-- Exercise --
Every record that follows should be written out word for word; the pictures stay out.

——————

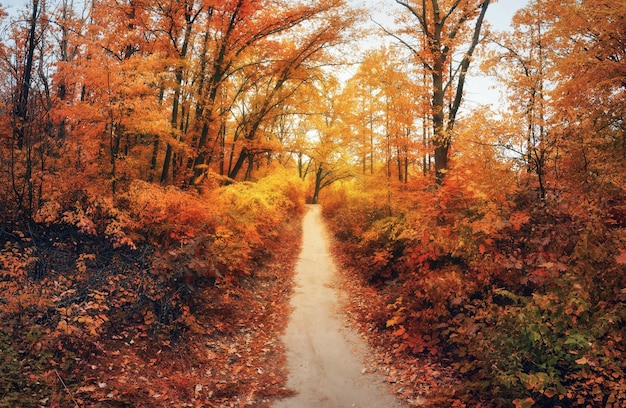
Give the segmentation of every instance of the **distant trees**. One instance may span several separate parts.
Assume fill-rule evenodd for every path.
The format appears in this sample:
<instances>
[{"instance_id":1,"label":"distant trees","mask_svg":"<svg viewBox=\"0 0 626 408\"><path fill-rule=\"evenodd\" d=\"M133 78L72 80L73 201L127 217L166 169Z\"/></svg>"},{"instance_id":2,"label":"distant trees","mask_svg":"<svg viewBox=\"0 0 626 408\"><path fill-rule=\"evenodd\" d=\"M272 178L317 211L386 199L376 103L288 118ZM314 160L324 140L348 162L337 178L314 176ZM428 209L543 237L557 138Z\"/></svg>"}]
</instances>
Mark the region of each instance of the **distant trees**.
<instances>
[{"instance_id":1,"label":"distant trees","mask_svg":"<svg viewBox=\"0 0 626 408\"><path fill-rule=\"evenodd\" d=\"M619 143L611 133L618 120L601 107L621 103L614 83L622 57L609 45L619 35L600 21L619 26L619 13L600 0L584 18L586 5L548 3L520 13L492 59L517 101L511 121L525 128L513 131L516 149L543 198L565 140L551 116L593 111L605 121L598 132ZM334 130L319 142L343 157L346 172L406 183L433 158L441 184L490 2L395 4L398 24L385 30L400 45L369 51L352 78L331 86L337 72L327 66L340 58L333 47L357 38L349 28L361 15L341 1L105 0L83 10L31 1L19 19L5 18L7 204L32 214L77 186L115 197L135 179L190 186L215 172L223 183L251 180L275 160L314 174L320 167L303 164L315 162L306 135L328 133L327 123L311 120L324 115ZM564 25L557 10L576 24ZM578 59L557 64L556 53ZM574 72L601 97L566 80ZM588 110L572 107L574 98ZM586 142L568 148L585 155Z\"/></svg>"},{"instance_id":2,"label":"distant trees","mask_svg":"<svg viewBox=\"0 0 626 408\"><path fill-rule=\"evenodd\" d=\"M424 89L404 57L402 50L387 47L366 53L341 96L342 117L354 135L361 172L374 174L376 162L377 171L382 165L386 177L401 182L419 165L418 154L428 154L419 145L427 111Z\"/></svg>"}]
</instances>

——————

-- Problem solution --
Give the segmentation of every instance of the **distant trees**. One instance may span several separate parts.
Assume fill-rule evenodd for every path.
The format appears in this sample:
<instances>
[{"instance_id":1,"label":"distant trees","mask_svg":"<svg viewBox=\"0 0 626 408\"><path fill-rule=\"evenodd\" d=\"M133 78L72 80L73 201L127 217L166 169Z\"/></svg>"},{"instance_id":2,"label":"distant trees","mask_svg":"<svg viewBox=\"0 0 626 408\"><path fill-rule=\"evenodd\" d=\"M272 178L317 211L386 199L376 103L288 118ZM314 160L324 140L348 162L337 178L314 176ZM428 209L543 237L557 138Z\"/></svg>"}]
</instances>
Mark the region of each instance of the **distant trees**.
<instances>
[{"instance_id":1,"label":"distant trees","mask_svg":"<svg viewBox=\"0 0 626 408\"><path fill-rule=\"evenodd\" d=\"M619 143L611 133L618 120L601 107L621 103L614 83L622 57L609 45L619 35L600 21L619 26L619 13L600 0L584 18L586 5L548 3L520 13L492 59L517 101L511 121L525 128L513 131L516 149L543 198L565 140L551 116L593 111L605 121L598 132ZM334 130L319 142L343 157L346 172L406 183L433 158L441 184L490 2L395 4L398 24L385 30L400 45L369 51L352 78L331 86L337 72L327 66L340 58L333 47L357 38L349 28L361 15L341 1L105 0L83 10L31 1L19 19L5 18L7 204L32 214L77 186L115 197L135 179L190 186L215 172L223 183L251 180L275 160L314 174L320 167L303 164L315 162L306 135L328 133L327 123L311 120L324 115ZM564 25L557 10L576 24ZM578 59L557 64L556 53ZM574 72L601 97L566 80ZM588 110L572 107L574 98ZM586 142L568 148L585 155Z\"/></svg>"},{"instance_id":2,"label":"distant trees","mask_svg":"<svg viewBox=\"0 0 626 408\"><path fill-rule=\"evenodd\" d=\"M424 89L404 57L402 50L387 47L366 53L341 96L342 117L354 135L361 172L374 174L376 162L377 171L382 165L386 177L401 182L419 165L418 154L428 154L419 145L427 111Z\"/></svg>"}]
</instances>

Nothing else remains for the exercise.